◆ What the task requires ◆
Return each line of the listing below that contains the string "front"; the match is case-sensitive.

◆ Data supplied ◆
start

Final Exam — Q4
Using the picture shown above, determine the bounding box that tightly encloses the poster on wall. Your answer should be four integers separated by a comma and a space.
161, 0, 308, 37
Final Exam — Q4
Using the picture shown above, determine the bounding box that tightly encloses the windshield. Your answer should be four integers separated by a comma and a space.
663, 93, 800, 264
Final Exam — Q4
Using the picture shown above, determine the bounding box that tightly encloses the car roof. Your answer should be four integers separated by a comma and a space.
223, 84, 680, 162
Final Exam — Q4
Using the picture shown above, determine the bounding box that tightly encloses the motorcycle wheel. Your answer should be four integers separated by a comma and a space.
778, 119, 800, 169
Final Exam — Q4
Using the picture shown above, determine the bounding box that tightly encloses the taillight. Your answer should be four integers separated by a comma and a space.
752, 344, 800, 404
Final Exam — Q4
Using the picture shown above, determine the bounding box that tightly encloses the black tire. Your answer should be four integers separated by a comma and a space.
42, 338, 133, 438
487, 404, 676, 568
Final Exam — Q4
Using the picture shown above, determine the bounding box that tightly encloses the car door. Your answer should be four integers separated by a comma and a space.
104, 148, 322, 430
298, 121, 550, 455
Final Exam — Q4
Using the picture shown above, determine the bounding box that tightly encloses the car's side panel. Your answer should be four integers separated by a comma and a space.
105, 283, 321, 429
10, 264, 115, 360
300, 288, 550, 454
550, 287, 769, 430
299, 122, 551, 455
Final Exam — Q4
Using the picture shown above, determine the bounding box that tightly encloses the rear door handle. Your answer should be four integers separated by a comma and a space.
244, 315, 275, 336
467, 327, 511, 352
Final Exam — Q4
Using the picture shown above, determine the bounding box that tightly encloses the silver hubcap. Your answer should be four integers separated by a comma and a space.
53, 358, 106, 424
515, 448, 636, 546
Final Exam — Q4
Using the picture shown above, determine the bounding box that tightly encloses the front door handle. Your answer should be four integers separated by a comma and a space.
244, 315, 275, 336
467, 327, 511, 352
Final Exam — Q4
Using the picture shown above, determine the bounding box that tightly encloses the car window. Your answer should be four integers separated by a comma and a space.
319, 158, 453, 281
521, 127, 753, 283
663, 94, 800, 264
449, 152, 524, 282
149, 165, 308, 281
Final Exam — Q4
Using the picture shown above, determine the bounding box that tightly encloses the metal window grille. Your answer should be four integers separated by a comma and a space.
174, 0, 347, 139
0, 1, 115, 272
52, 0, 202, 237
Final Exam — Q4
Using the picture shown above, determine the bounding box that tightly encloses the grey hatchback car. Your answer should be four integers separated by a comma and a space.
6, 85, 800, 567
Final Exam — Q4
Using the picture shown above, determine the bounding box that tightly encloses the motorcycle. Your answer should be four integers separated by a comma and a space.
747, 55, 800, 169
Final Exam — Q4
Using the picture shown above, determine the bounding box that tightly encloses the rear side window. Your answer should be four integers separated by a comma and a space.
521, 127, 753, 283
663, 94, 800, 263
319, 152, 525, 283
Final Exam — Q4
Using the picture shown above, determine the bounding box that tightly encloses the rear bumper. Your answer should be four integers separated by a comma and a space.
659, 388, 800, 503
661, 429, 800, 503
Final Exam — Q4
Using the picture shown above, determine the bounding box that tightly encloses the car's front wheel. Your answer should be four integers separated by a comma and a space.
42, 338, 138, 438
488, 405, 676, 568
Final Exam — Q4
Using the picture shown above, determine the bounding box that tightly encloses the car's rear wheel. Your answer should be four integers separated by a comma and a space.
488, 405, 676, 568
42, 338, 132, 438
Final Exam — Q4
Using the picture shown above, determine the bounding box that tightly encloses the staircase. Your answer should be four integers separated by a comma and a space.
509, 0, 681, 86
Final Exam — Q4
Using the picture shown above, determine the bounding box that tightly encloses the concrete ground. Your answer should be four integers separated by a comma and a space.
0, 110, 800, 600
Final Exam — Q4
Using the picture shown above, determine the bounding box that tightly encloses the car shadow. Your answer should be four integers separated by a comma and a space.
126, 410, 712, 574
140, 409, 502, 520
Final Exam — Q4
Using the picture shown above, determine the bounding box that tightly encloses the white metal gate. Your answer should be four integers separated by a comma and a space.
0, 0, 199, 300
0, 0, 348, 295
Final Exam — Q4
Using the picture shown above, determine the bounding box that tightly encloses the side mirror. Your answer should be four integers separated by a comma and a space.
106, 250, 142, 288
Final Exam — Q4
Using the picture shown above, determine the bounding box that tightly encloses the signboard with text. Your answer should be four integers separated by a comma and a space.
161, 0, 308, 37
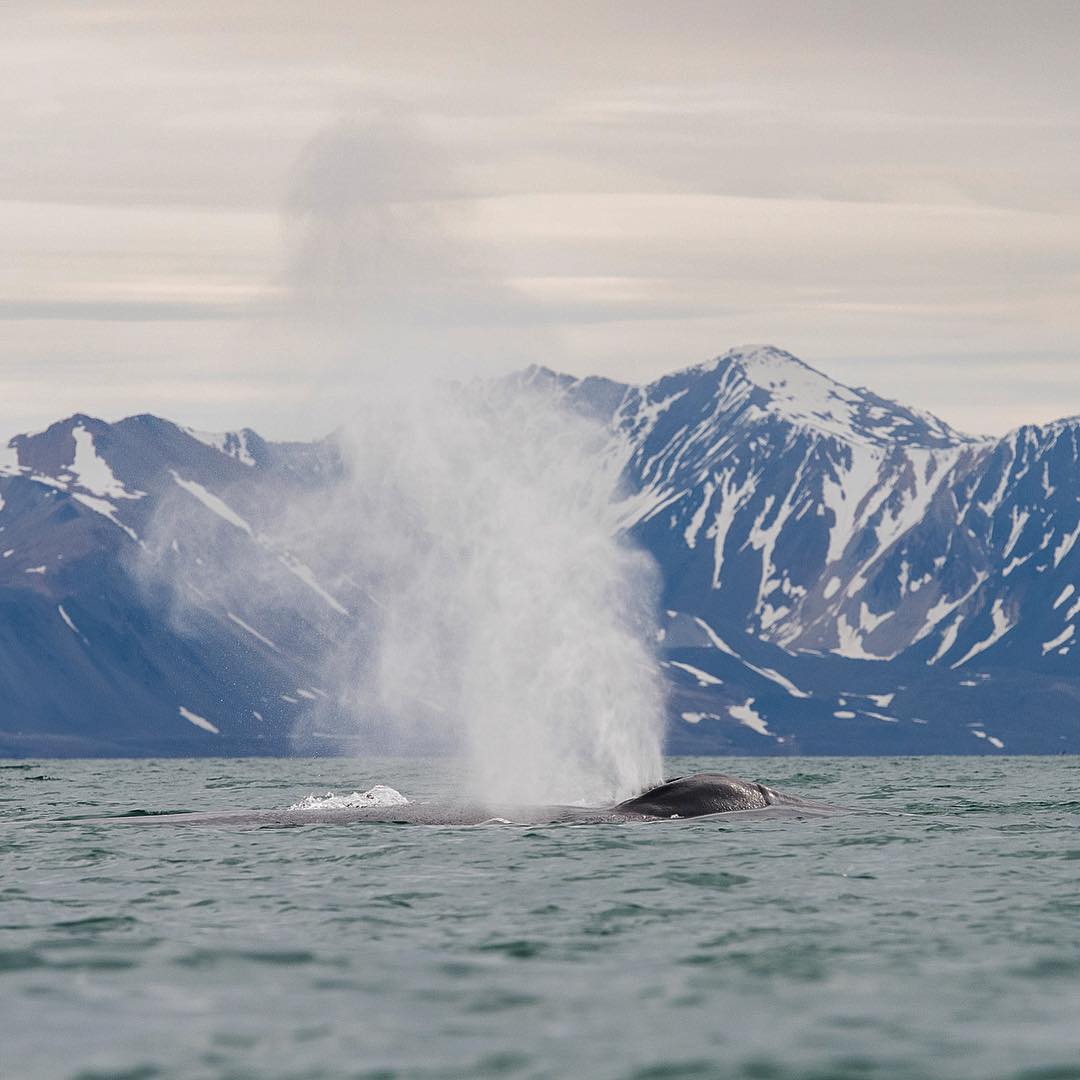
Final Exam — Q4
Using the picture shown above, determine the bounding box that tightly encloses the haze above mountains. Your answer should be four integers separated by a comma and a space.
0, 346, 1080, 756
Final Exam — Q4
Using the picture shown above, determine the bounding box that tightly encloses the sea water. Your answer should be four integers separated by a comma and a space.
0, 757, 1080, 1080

end
start

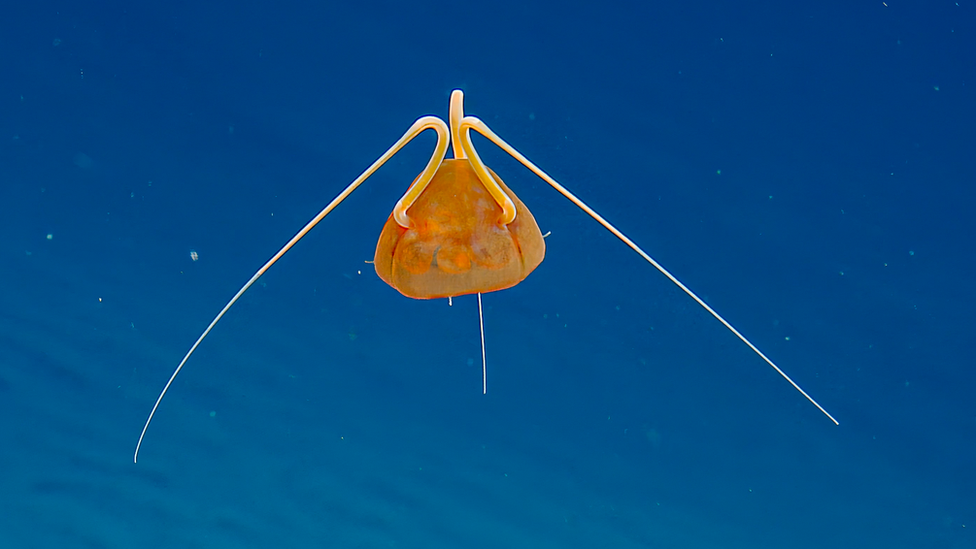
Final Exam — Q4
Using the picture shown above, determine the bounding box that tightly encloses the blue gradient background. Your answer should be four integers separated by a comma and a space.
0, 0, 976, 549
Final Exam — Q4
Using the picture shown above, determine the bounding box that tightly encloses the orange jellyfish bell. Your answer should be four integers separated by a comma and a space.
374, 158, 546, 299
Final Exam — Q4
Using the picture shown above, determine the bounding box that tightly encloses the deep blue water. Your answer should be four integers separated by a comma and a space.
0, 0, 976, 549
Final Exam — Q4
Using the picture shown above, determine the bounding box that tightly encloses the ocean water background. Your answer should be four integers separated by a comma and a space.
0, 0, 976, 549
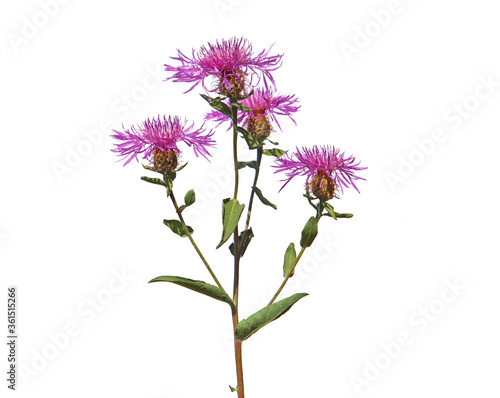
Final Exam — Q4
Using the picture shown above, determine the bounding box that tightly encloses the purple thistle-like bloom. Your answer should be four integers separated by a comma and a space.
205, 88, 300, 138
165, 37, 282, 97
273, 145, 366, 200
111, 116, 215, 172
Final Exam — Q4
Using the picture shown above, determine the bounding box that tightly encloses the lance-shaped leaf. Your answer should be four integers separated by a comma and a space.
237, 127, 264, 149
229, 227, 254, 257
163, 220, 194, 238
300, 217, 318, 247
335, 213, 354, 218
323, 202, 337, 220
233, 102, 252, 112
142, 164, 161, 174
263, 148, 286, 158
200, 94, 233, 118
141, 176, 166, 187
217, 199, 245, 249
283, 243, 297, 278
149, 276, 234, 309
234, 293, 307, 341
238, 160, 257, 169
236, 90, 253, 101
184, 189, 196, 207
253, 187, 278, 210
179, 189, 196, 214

end
start

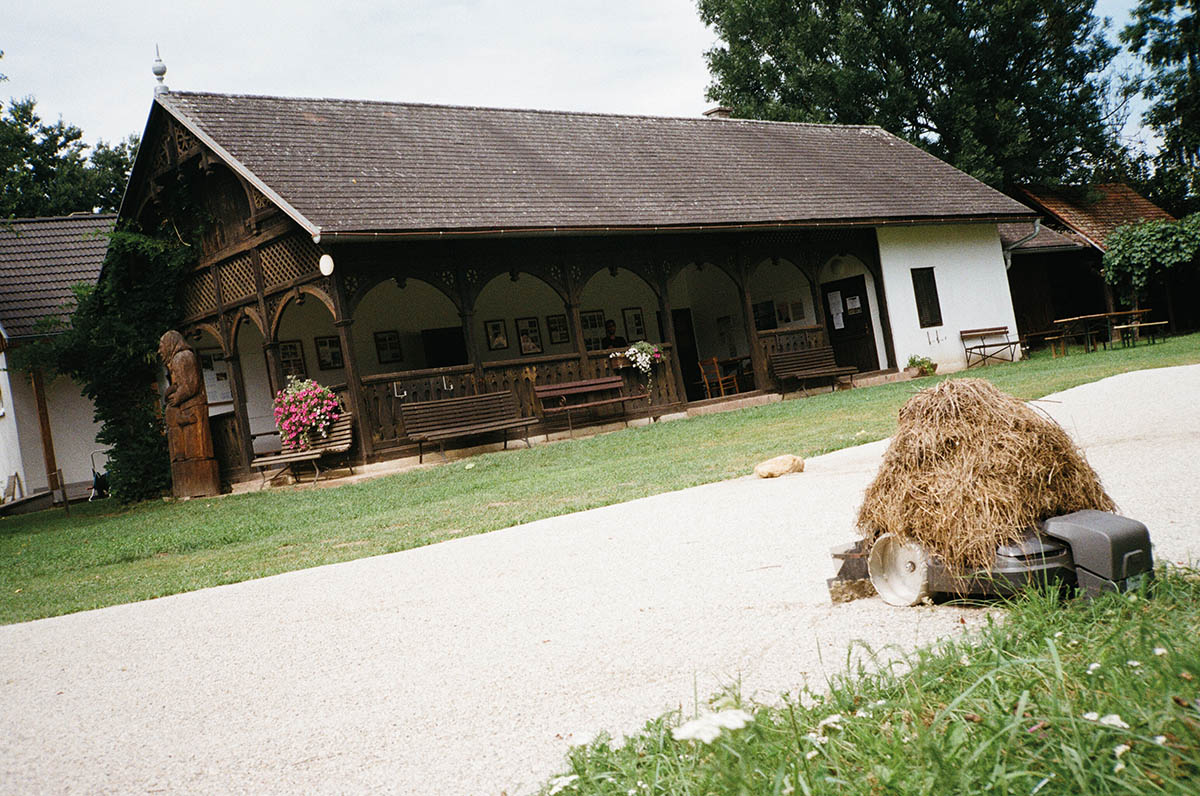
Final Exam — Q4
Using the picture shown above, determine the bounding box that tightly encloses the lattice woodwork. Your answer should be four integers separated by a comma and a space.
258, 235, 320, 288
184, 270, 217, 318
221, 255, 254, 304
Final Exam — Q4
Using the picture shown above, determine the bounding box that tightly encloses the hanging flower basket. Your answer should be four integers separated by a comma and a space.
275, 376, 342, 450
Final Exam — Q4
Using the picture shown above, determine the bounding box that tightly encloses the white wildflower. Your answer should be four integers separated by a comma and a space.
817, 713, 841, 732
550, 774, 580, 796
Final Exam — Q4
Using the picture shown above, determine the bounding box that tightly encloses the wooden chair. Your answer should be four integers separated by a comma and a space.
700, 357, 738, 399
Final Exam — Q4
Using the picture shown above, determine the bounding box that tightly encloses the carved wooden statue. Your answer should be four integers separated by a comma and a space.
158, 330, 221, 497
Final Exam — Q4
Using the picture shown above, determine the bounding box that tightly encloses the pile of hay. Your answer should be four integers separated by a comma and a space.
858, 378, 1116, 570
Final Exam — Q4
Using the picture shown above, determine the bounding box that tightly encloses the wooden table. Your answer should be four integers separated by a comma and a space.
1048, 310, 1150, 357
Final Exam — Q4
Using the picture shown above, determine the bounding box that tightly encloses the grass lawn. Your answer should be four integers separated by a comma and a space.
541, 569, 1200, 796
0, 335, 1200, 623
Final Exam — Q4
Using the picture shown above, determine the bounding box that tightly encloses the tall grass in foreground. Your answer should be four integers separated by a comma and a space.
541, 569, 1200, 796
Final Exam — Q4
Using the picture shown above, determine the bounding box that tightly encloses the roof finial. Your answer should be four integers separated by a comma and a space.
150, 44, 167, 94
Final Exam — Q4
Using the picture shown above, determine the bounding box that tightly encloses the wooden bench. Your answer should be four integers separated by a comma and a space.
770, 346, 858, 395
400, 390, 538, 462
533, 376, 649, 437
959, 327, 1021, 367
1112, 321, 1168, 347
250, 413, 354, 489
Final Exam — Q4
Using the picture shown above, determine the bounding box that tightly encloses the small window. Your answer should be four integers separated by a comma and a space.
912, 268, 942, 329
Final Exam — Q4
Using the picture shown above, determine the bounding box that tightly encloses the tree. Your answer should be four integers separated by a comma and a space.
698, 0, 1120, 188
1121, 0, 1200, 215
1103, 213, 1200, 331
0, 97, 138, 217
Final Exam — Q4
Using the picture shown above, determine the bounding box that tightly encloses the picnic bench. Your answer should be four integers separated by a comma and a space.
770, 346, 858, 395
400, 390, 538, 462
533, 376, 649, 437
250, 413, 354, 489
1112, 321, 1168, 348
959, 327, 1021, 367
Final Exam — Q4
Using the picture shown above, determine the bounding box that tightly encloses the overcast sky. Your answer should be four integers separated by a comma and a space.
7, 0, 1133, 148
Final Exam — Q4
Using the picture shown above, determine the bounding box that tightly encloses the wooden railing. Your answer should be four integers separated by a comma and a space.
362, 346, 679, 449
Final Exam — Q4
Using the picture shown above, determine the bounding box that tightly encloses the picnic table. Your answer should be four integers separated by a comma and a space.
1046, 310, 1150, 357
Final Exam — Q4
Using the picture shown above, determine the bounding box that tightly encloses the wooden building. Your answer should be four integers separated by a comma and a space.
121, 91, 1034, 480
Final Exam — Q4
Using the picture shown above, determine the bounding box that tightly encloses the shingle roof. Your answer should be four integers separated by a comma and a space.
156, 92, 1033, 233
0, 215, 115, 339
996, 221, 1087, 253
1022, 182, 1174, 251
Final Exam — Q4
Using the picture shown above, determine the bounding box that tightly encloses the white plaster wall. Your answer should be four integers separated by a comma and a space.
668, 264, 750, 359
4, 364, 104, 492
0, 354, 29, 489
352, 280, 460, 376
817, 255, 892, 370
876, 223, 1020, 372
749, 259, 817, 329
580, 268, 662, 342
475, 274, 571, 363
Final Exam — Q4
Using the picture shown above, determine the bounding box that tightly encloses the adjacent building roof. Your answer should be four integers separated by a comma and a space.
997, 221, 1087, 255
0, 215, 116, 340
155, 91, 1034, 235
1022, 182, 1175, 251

end

◆ Written response ◆
Using the picture shown above, determine the bounding box that tightly encloses the front door handle. Your answer should be four integers separated by a comma and a space.
Using the picture shown above, determine the bounding box that tightly encloses the car's front wheel. Your answer should be four integers separated by a comma and a space.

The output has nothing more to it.